An example is where a mobile app gathers usage statistics for later processing. The data recorded won’t be uploaded until the device comes online again, which means data might arrive with a skew of minutes to weeks or more.

Windowing by Event Time

Windowing by Event Time is the gold standard of windowing. Most data processing systems lack native support for it, although any system with a decent consistency model like Hadoop or Spark Streaming could be used to help build a windowing system). Event time windows have a few drawbacks due to the fact that windows often live longer (in processing time) than the actual length of the window itself.

Buffering - due to extended window lifetimes, more buffering of data is required Any well-designed data-processing system with a strongly consistent persistent state should be able to handle.
Completeness - There is no good way of knowing when we’ve seen all the data for a given window

Watermarks

A watermark is a notion of input completeness with respect to event times. A watermark with a value of time X makes the statement “all input data with event times less than X have been observed”. Watermarks act as a metric of progress when observing an unbounded data source with no known end.

Watermarks help answer the first half of the question “When in processing time are results materialized?”. Watermarks are temporal notions of input completeness in the event-time domain (i.e. the way the system measures progress and completeness relative to the event times of the records being processed in a stream of events).

You can look for two types of watermarks (perfect or heuristic):

Perfect watermarks - For the case where we have perfect knowledge of all of the input data, it’s possible to have a perfect watermark. In this case, there is no such thing as late data; all data are early or on time.
Heuristic watermarks - For many distributed input sources, perfect knowledge of the input data is impractical. The next best option is to provide a heuristic watermark, which uses whatever information is available about the inputs (partitions, ordering within partitions, growth rate of files, etc) to provide an estimate of progress that is as accurate as possible. The use of heuristic watermarks mean it may sometimes be wrong, which can lead to late data.

Windows are materialized as the watermark passes the end of the window.

Triggers

A trigger is a mechanism for declaring when the output for a window should be materialized relative to some external signal.

Triggers provide flexibility in choosing when outputs should be emitted.

::::::

## WHAT YOU HAVE TO DO
Carry on the text about event-time windowing, watermarks, and triggers from its final sentence. The listing has nothing to do with what comes next.

::::::

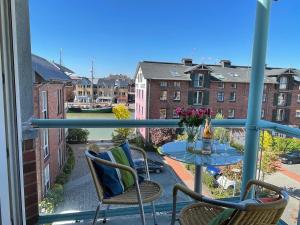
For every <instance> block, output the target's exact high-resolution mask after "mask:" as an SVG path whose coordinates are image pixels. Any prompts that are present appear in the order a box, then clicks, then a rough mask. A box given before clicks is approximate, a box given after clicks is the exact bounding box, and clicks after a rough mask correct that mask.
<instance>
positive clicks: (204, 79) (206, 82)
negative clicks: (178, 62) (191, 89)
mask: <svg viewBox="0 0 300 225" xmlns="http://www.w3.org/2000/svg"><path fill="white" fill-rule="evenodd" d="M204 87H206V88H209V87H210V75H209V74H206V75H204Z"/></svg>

::::::

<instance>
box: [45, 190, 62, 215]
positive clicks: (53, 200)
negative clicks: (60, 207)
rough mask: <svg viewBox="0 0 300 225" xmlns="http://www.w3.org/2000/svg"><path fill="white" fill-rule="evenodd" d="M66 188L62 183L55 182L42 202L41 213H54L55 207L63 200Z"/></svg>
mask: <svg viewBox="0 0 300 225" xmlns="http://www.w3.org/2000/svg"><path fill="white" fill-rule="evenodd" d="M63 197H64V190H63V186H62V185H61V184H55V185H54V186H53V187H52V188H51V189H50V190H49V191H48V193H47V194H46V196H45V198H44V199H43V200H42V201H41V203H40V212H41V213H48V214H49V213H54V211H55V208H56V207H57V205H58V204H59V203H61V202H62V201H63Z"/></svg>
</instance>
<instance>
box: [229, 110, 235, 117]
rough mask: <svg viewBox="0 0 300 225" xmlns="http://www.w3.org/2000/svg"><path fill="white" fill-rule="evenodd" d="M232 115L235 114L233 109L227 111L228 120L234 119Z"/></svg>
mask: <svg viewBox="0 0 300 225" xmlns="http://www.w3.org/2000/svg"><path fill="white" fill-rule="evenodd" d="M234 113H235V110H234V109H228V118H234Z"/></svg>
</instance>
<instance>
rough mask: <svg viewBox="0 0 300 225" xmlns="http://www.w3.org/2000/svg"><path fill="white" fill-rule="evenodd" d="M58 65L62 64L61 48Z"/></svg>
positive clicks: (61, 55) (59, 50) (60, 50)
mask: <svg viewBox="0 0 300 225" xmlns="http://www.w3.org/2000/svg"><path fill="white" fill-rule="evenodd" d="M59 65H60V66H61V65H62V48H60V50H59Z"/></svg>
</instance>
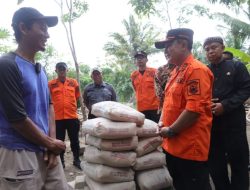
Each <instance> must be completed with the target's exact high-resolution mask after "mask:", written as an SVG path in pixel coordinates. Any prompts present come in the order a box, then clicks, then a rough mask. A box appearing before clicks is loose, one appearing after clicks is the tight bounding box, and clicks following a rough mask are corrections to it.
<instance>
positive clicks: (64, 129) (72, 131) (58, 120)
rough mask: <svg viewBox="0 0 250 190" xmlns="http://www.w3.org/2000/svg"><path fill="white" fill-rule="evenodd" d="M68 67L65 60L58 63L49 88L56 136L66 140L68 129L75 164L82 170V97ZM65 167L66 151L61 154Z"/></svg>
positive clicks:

::::::

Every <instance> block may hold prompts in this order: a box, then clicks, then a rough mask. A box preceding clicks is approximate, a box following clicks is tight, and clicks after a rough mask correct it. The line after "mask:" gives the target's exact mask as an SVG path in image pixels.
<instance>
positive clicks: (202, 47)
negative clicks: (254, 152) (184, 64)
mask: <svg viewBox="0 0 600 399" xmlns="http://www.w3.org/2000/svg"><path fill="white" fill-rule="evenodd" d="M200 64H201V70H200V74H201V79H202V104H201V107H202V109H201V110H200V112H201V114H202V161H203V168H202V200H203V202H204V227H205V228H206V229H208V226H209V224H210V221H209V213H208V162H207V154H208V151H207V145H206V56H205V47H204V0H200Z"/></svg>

::::::

## RESULT OF THIS EXERCISE
Triggers make it possible to observe the output for a window multiple times as it evolves

Triggers help answer the second half of the question “When in processing time are results materialized?”. Triggers declare when output for a window should happen in processing time.

Accumulation

An accumulation mode specifies the relationship between multiple results that are observed for the same window. These results might be completely disjointed (i.e. distinct, non-overlapping piece of information, no overlap or accumulation of previous results within the same window) or the results might have overlap between them.

Questions

We want to answer these questions about the data:

What results are calculated? We can answer by the types of transformations within the pipeline (e.g. are we computing sums, training ML models)
Where in event time are results calculated? We can answer by the use of event-time windowing within the pipeline This includes common examples of windowing (e.g. fixed, sliding, sessions), use cases that have no notion of windowing (e.g. time-agnostic processing, classic batch processing), and other more complex types of windowing
When in processing time are results materialized? We can answer with the use of watermarks and triggers. The most common pattern is to use the watermark to delineate when input for a given window is complete, with triggers allowing the specification of early results (for speculative, partial results emitted before the window is complete)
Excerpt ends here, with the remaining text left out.